Please continue the news report below on Gov. Greg Abbott's positive COVID-19 test and Regeneron's antibody treatment, starting after its last sentence.

### [Page excerpt]
>>>

AUSTIN, Texas — On Tuesday, Gov. Greg Abbott's office announced that the governor has tested positive for COVID-19.
Following that announcement, his office said he was receiving Regeneron's monoclonal antibody treatment.
As Abbott received the Pfizer vaccine last December and reports no signs of COVID-19 symptoms so far, the big question on everyone's mind is, "What is Regeneron's treatment?"
According to the U.S. Food and Drug Administration, the monoclonal antibody treatment is a one-time treatment that's given through an IV. The drug is a combination of two antibodies that can fight off the virus before it gets worse.
According to a report by Bloomberg, recent data shows this treatment cuts the risk of hospitalization or death by roughly 70% in high-risk patients, and can reduce the chance of infection among a patient’s household members by more than 80%. However, it cannot be used on patients who are already hospitalized with COVID-19 or are on oxygen therapy.

<<<

### [Available data]

>>>

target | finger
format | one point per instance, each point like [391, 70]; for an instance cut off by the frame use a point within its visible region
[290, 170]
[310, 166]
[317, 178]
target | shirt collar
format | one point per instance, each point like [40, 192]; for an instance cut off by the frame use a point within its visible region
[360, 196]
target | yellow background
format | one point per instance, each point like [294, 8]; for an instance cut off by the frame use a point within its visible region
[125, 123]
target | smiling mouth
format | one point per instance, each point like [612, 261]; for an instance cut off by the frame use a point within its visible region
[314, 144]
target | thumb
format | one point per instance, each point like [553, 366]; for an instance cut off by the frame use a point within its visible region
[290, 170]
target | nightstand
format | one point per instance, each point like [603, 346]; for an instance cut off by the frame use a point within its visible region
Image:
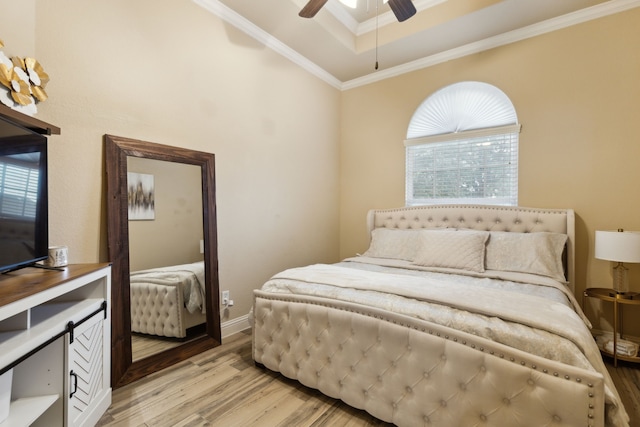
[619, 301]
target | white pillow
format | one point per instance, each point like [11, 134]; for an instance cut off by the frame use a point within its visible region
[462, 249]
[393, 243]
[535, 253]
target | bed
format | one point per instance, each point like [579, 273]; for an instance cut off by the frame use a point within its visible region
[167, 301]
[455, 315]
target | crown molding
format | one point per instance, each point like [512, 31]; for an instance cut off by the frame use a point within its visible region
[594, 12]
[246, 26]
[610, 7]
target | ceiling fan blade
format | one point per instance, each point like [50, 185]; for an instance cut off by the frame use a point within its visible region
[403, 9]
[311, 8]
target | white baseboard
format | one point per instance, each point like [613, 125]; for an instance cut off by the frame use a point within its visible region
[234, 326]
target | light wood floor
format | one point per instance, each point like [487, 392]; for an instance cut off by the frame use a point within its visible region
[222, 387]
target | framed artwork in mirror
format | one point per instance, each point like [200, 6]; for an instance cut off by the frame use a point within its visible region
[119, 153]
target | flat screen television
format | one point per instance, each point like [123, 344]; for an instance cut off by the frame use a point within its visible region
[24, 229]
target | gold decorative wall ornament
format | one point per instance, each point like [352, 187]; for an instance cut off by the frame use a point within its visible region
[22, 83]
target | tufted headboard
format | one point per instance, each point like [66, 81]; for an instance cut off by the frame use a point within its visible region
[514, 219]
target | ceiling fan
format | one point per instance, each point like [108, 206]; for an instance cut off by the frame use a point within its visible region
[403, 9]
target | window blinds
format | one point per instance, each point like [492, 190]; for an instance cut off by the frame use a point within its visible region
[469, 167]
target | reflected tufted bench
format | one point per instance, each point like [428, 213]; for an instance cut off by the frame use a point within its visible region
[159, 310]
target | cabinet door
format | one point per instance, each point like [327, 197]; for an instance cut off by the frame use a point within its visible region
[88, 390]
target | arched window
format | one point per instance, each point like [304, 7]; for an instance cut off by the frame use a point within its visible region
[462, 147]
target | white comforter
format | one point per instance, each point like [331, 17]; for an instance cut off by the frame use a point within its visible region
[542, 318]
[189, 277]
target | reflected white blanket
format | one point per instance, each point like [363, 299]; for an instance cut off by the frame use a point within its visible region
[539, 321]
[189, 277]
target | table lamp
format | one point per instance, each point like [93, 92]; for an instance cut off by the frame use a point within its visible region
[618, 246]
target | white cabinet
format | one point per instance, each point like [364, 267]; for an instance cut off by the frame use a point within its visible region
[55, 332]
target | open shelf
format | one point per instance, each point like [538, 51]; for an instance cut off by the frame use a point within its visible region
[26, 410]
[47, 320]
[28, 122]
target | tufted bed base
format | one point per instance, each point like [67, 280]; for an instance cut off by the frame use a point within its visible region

<<<

### [Output]
The FDA says Regeneron's antibody treatment is not a substitute for vaccination against COVID-19 and still urges all eligible people to get vaccinated.
Gov. Abbott's office released the following statement on Thursday:
“Gov. Abbott’s doctor prescribed Regeneron's monoclonal antibody therapy treatment, which is available at no cost to all Texans who get a doctor’s referral. It is recommended that Texans testing positive for COVID-19 seek this antibody therapeutic drug because of its effectiveness to help keep people out of hospitals. Today, the governor announced the continued expansion of COVID-19 Antibody Infusion Centers across Texas. That is in addition to more than 140 providers that are providing antibody treatment at hospitals and clinics across the state.”